Set exercise 1:
In the thread on cube matching, why does Innocence say crappy cubes are not the best? Answer in one to three sentences.

* START Document *

# Cube matching



## Davepencilguin (Nov 9, 2009)

I wish there was a guy in real life that was like Ollivander in the Harry Potter books, a guy that would match you up with the perfect cube suited for you.

For some, it's a type-F from Cube4you; for another, it's a sanded store-bought Rubik's brand.


----------



## shelley (Nov 9, 2009)

Is there an Elder Cube that passes ownership via one on one races?


----------



## qqwref (Nov 9, 2009)

I think the best cube for me would be a 55mm cube, made from white V-cube plastic, with the core made out of a lock of Yu Nakajima's hair.

"Yu only donated two locks of hair to make cubes, and the owner of the other cube has become the most powerful big cube solver on the east coast... I think we can expect great things from you!"


----------



## Swordsman Kirby (Nov 9, 2009)

Nah, everyone would just be matched with a mini-C.


----------



## stiwi griffin (Nov 9, 2009)

crappy cubes are the best


----------



## Innocence (Nov 9, 2009)

Swordsman Kirby said:


> Nah, everyone would just be matched with a mini-C.



+1. But sadly enough, not everyone thinks mini c is ftw kthxbi. I think even the crappy cubes have followers. Like New type A II, or...dare I say it...Type B.

By the way, ^ crappy cubes are definitely not the best, as they wouldn't be crappy if they were.


----------



## Zane_C (Nov 9, 2009)

Store brought rubik's cubes can actually become quite good. Once you've smoothed it out and have pryed the corners they go pretty fast.


----------



## Radu (Nov 9, 2009)

Why don't you simply use a type A or C ?


----------



## daniel0731ex (Nov 9, 2009)

it's always type c for me. and it'll be pink


----------



## Davepencilguin (Nov 9, 2009)

Three were given to the Asians: Quick, wisest and fastest of all cubers.
Seven to the Europeans: Great cubers and craftsmen of the various puzzles.
And nine.... nine cubes were gifted to the North Americans... who above all else desire records.
But they were, all of them, deceived, for another cube was made. In the land of Nether, in the fires of cube4you, the Dark Lord Erik forged in secret a master Cube to control all others. An into this Cube he poured his speed, dexterity, and his will to dominate all records. "One Cube to rule them all." One by one, the free records of the cubing community fell to the power of the Cube. But there were some who resisted. A last alliance of Asians and North Americans competed in the competitions of Netherland and on the slope of Cube4you, they fought for the freedom of the Cubing Community. Records were near... But the power of the Cube could not be undone.

* END Document *
* START Recorded information *

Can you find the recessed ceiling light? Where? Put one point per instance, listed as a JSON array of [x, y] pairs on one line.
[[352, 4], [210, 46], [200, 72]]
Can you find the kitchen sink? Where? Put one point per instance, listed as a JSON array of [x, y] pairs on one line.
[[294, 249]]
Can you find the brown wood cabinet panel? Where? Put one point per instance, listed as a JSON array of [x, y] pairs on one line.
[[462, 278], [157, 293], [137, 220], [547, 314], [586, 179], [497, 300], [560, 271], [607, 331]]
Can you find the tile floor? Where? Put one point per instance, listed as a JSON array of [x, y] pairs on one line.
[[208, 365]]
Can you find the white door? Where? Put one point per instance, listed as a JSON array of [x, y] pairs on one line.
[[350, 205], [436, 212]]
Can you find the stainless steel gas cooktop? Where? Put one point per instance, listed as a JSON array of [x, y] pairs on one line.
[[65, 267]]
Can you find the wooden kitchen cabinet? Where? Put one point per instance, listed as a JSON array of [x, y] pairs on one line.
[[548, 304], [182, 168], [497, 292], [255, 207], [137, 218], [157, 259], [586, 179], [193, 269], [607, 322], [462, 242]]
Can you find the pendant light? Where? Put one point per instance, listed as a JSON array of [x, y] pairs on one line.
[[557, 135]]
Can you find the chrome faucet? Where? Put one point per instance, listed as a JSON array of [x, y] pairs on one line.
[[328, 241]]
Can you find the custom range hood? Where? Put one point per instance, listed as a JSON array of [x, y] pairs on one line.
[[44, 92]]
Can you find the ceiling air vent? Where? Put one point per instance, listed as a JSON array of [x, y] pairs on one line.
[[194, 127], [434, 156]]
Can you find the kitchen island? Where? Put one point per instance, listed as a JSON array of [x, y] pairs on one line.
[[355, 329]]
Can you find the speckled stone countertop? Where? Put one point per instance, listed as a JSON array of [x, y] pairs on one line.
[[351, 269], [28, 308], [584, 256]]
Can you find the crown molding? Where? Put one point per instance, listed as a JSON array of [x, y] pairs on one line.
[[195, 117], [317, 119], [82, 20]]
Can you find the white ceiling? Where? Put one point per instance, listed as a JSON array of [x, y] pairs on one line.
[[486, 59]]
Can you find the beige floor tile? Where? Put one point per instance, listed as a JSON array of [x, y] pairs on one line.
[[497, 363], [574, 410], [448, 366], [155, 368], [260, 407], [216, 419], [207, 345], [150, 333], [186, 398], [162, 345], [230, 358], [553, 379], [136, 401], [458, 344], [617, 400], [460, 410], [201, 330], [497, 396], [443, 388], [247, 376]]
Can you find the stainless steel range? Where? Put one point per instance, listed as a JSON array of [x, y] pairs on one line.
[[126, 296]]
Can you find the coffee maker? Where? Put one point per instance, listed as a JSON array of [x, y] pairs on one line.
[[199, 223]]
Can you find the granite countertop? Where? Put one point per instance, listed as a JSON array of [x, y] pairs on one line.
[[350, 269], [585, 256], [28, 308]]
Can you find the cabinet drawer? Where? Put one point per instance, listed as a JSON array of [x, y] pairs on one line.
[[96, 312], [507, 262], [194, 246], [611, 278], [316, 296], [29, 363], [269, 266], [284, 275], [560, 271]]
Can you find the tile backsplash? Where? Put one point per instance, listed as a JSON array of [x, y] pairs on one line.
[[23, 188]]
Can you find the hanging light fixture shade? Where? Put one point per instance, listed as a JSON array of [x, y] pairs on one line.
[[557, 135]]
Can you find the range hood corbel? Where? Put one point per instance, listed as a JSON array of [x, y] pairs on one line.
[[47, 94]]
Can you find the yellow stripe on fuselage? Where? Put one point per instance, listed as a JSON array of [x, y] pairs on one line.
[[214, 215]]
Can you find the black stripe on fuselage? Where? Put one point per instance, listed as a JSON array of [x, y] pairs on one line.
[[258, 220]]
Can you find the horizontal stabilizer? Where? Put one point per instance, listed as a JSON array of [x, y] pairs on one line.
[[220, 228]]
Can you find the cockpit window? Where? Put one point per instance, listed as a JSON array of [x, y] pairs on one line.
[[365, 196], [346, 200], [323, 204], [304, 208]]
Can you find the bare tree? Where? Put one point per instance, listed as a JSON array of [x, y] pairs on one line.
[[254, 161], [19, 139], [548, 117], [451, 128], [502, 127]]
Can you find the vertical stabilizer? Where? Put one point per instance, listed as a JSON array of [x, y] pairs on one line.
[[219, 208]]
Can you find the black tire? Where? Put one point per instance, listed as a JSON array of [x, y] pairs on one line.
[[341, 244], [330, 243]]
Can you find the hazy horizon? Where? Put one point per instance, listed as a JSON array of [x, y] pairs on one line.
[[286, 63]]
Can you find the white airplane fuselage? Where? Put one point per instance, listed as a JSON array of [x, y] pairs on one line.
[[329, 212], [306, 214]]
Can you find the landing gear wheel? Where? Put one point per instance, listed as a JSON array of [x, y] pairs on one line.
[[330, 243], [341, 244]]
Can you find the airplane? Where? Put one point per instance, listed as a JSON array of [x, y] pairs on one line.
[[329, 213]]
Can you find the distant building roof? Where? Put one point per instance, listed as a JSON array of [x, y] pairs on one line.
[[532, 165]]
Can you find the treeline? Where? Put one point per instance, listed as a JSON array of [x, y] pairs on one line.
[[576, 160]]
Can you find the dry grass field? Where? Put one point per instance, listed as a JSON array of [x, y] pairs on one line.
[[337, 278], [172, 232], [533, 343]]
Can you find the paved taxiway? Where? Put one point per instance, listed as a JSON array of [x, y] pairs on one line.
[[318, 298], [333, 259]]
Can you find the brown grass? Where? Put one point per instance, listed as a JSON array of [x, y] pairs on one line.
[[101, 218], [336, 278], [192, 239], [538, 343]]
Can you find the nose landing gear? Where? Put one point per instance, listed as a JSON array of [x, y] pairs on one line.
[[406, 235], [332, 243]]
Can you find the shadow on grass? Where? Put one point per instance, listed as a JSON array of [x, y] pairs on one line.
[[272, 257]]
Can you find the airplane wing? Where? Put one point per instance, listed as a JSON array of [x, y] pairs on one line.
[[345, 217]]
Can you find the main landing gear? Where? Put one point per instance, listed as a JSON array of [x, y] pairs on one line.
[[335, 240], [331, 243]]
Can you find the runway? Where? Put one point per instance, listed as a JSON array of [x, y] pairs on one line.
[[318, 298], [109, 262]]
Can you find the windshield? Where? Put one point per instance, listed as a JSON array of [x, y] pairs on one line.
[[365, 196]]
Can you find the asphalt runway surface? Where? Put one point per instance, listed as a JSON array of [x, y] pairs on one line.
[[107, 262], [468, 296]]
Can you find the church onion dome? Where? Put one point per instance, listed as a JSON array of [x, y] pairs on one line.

* END Recorded information *

Set exercise 2:
Pull out every line of the records that contains the word "gear", copying each line in full.

Written reply 1:
Innocence says that if crappy cubes were the best, they would not be crappy.

Written reply 2:
Can you find the landing gear wheel? Where? Put one point per instance, listed as a JSON array of [x, y] pairs on one line.
Can you find the nose landing gear? Where? Put one point per instance, listed as a JSON array of [x, y] pairs on one line.
Can you find the main landing gear? Where? Put one point per instance, listed as a JSON array of [x, y] pairs on one line.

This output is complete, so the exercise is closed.